> **Exercise description**
Copy out every line of the material below that contains the string "clock". Case counts.

Start of Stored records

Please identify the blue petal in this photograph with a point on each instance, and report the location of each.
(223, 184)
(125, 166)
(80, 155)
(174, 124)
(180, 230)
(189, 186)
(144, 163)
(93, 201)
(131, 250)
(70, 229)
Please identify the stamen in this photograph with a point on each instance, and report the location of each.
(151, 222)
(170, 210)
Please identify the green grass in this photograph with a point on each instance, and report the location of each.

End of Stored records
Start of Stored records

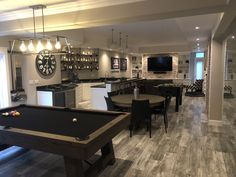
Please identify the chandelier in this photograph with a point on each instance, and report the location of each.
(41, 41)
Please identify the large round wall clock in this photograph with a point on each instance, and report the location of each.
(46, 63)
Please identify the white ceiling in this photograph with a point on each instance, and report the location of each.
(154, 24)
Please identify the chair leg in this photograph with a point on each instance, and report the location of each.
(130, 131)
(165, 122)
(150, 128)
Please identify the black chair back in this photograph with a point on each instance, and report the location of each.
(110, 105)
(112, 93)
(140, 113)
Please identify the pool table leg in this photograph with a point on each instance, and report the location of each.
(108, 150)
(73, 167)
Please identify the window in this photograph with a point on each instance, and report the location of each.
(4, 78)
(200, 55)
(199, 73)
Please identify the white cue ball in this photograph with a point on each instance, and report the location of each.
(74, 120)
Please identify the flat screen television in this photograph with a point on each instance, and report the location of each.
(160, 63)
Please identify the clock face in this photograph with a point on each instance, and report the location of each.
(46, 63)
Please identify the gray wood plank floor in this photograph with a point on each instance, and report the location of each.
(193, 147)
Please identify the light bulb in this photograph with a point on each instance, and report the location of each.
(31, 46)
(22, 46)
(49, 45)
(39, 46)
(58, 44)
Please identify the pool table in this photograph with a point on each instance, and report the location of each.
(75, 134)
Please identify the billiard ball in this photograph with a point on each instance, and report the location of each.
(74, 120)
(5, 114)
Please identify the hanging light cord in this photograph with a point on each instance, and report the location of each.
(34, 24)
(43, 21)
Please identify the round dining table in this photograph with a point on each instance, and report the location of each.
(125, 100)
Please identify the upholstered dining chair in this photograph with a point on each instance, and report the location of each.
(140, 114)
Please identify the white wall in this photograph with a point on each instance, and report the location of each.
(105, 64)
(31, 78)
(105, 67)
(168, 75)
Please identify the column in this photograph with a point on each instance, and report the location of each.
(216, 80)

End of Stored records

> **Solution for this problem**
Please identify the large round wall clock in this photograph with a point on each instance, and report the location of each.
Please identify the clock face in this photograph with a point on each instance, and report the location of each.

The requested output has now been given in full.